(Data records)
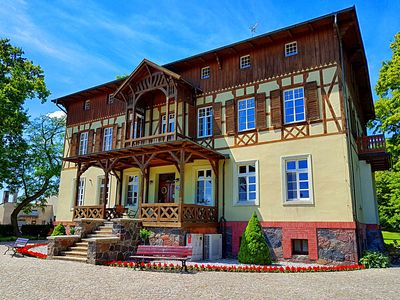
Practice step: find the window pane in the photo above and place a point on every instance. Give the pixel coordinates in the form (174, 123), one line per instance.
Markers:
(303, 164)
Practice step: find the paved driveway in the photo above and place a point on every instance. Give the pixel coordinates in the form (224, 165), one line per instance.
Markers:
(30, 278)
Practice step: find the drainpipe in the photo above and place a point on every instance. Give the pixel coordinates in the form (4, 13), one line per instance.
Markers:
(222, 220)
(348, 133)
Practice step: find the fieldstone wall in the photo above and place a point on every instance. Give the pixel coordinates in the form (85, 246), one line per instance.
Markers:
(167, 236)
(60, 243)
(120, 247)
(336, 246)
(273, 237)
(83, 227)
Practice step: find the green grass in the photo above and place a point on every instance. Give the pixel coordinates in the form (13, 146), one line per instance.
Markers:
(389, 237)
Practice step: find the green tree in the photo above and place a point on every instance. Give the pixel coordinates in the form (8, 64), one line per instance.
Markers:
(253, 247)
(387, 110)
(36, 170)
(20, 80)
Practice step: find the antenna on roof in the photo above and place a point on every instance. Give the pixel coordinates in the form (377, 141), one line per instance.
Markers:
(253, 29)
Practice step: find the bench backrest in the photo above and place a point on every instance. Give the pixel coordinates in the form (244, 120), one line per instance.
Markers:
(165, 251)
(21, 242)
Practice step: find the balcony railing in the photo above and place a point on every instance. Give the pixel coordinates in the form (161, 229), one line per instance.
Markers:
(371, 144)
(177, 215)
(153, 139)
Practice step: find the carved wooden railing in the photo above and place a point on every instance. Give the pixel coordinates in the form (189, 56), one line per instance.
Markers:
(89, 212)
(371, 144)
(174, 213)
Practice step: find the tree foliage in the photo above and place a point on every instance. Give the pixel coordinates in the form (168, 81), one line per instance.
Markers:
(253, 247)
(20, 80)
(387, 110)
(36, 170)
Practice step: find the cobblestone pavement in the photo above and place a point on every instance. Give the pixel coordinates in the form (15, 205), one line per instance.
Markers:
(31, 278)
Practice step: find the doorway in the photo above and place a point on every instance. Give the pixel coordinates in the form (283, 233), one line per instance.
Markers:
(166, 188)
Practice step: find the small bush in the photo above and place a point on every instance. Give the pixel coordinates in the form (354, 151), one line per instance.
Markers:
(253, 247)
(375, 260)
(59, 230)
(6, 230)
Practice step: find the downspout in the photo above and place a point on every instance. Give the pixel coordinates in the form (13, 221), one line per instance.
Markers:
(348, 132)
(222, 220)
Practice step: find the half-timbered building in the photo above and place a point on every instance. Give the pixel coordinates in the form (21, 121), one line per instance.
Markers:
(274, 124)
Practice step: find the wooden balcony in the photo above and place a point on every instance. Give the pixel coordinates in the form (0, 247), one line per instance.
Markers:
(373, 150)
(178, 215)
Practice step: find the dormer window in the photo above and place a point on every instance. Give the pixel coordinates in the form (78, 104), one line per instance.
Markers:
(205, 72)
(86, 106)
(245, 62)
(291, 49)
(110, 99)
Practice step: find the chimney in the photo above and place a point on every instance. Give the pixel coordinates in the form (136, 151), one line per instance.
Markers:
(6, 196)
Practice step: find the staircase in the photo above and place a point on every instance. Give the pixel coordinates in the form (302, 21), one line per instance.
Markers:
(78, 252)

> **PROBLEM TO SOLVE**
Give all the lines above again, character for character, without pictures.

> **RESULT OF THE TASK**
Practice step: find the window pane in the photo above and place a point on every instance. Give the pixel coordinates in the form (174, 123), one line per instance.
Markers:
(303, 164)
Practice step: find the paved driveway in the photo above and place a point on every instance. Give the pixel coordinates in the form (224, 165), one line per instance.
Markers:
(30, 278)
Practice step: find the drainpipe in the photo above and place a point on every instance. Give the pixel coordinates in the form (4, 13), one line per instance.
Markers:
(222, 220)
(348, 133)
Practice step: find the fieldstone wall in the photo above and place a point on every instance. Give the pixel coordinates in the form (85, 246), one line per instance.
Markers:
(167, 236)
(60, 243)
(120, 247)
(336, 246)
(273, 237)
(83, 227)
Practice step: find the green grass in the photo above and place a point on every instance. Give the pixel coordinates in the form (13, 146), one line per instance.
Markers:
(389, 237)
Practice step: find the green tree in the photo above and place a point on every instance. Give the pixel coordinates in the form (8, 64), one line per instance.
Markers:
(253, 247)
(387, 110)
(36, 170)
(20, 80)
Practice step: find the antenna on roof in the photo above and place a point on every instance. Give the pixel coordinates in the form (377, 141), one line per instance.
Markers:
(253, 29)
Practice step: find the bench backrest in the photo above and place a point on every instance. Give the pixel coordinates in the form (244, 120), one line per instance.
Markers:
(165, 251)
(21, 242)
Practice step: find the balcony railing in the photo above and place a point on every instance. Give the pixel coordinates in the form (161, 229), one line per instance.
Markers:
(371, 144)
(177, 215)
(153, 139)
Practice step: find the carved wooden railing in the photo above and place a point on every instance. Give the pixel coordinates in the form (189, 56), one line per instance.
Markers:
(89, 212)
(371, 144)
(174, 213)
Practice step: find the tree foliage in the photo above and place a point on every instance. Give the pixel coordinates in the form (168, 81), one line per instance.
Markers:
(253, 247)
(20, 80)
(387, 110)
(36, 170)
Practice step: find the cobblestone pavement in the photo above and place a point on every instance. Give the pixel coordinates in the form (15, 205), one line per instance.
Markers:
(31, 278)
Practice step: find the doorway in the photo above and place a point on every instance. Give the pixel coordinates in the form (283, 233), one line per instance.
Markers:
(166, 188)
Practice step: find the small bush in the photo above and place a point on every instance. Give the pixel coordinates in the form (354, 151), one line per instance.
Markers:
(253, 247)
(375, 260)
(59, 230)
(6, 230)
Practice step: find the downspout in the photo above and place a point on every instance. Give the pixel coordinates in the form (13, 221), one line per instance.
Markers:
(348, 132)
(222, 220)
Practice step: find the half-timbered building in the photo above and place a point on every instance. Give the pixel coordinates in the form (21, 121), one line per instance.
Markers:
(274, 124)
Practice step: find the wooden balcony in the photo above and place a point on every instance. Give the pixel coordinates in the form (0, 247), one line per instance.
Markers:
(373, 150)
(178, 215)
Practice step: find the dormer window in the photo above and place a point on every instance. Give the pixel coordinates in the form (78, 104), one line per instance.
Markers:
(205, 72)
(86, 106)
(245, 62)
(291, 49)
(110, 99)
Practice step: find the chimney in the photo above and place a point on every instance. Give the pixel coordinates in the form (136, 151), one line per instance.
Markers:
(6, 196)
Practice step: find the staircase in the photo above and place a point on every instance. Give the pixel coordinates in the form (302, 21), one line per instance.
Markers:
(78, 252)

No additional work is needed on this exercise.